■ **Challenge**:
Transcribe only the part of the listing below that begins at the line containing "the white baseboard" and runs to its final line, keeping both ends.

[Entries from a pointing dataset]
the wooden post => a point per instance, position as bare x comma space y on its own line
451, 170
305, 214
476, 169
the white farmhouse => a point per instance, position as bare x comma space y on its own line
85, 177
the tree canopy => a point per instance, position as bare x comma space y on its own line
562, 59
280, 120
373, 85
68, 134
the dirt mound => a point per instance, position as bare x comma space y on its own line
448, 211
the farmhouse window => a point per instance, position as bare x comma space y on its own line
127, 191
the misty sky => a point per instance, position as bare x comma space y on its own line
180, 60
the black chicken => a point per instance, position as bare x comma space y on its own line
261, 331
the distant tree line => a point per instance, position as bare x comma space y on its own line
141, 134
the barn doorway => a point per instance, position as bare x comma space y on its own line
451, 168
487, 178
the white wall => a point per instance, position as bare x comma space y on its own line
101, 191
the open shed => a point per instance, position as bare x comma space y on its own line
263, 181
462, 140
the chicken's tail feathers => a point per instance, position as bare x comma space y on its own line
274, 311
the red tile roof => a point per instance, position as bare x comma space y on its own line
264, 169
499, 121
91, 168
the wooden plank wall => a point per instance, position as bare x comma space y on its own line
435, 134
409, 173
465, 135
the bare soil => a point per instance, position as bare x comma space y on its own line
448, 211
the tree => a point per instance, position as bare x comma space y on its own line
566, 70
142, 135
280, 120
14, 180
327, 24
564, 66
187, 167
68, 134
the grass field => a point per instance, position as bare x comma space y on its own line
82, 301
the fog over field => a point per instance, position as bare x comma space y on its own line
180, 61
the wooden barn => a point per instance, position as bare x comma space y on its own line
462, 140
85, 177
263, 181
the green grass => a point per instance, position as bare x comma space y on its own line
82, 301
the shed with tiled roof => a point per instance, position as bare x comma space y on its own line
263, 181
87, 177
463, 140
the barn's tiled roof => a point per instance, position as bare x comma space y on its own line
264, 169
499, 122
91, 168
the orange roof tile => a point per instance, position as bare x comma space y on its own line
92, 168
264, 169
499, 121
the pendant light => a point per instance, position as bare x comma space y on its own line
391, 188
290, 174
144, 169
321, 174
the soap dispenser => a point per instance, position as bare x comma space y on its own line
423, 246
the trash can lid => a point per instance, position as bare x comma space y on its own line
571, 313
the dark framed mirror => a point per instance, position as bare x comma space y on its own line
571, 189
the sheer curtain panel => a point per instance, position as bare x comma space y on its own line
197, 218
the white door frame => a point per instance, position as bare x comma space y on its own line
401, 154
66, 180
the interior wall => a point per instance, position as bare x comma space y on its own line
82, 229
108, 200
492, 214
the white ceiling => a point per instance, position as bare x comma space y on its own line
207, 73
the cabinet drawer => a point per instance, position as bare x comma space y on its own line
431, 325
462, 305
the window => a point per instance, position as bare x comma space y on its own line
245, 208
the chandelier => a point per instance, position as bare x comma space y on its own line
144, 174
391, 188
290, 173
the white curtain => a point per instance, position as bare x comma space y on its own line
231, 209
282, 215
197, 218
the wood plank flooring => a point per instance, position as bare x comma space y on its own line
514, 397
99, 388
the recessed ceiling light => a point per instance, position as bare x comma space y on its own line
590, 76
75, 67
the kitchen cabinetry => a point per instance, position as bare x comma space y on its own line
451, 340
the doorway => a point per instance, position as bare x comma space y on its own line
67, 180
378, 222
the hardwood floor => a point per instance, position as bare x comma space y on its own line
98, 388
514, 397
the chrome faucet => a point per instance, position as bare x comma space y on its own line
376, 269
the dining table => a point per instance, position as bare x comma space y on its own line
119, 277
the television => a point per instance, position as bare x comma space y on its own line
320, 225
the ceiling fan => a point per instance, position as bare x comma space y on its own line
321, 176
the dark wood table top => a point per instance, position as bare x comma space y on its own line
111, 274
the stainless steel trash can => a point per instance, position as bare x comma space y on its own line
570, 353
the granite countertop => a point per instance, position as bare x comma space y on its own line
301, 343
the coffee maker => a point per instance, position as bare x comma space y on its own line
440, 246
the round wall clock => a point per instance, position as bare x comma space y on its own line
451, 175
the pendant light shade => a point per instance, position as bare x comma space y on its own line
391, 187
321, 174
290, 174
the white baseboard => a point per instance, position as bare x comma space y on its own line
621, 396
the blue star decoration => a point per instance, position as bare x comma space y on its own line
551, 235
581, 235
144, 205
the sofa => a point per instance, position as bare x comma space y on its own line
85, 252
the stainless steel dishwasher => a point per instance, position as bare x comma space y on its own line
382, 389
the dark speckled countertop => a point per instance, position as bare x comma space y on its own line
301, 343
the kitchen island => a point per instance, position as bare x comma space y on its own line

■ **Result of the task**:
the white baseboard => a point per instance, position as bare x comma space y on its own line
621, 396
the blue star decoration => a point per instance, position as bare x comma space y on its own line
551, 235
581, 235
144, 205
the sofa => a point per instance, position as bare x comma space y on its own line
85, 252
the stainless steel dishwasher => a point per instance, position as bare x comma space y on its own line
382, 389
the dark speckled countertop => a point per instance, position as bare x comma space y on its own line
301, 343
the kitchen island => a point per instance, position as bare x comma space y on its own line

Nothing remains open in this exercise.